INSTRUCTIONS FOR THE TASK →
Reproduce each line below precisely. Drop the pictures.

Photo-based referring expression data
╭──
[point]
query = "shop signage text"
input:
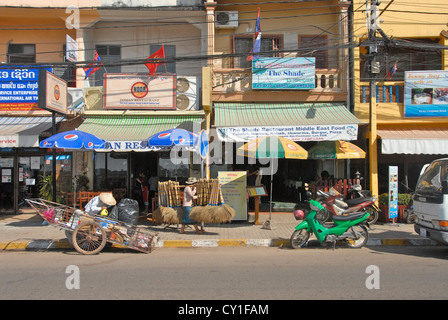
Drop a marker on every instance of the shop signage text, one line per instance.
(426, 93)
(139, 91)
(283, 73)
(295, 133)
(19, 88)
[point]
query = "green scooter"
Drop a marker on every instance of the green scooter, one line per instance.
(352, 228)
╰──
RESULT OF THE TASK →
[point]
query = "shop signage text"
input:
Drop a marker on every instance of the shop signage text, one line per instance.
(426, 93)
(139, 91)
(283, 73)
(295, 133)
(19, 88)
[point]
query = "green scooter"
Drop a marker on every instance of the green scooter, one line per instance.
(352, 228)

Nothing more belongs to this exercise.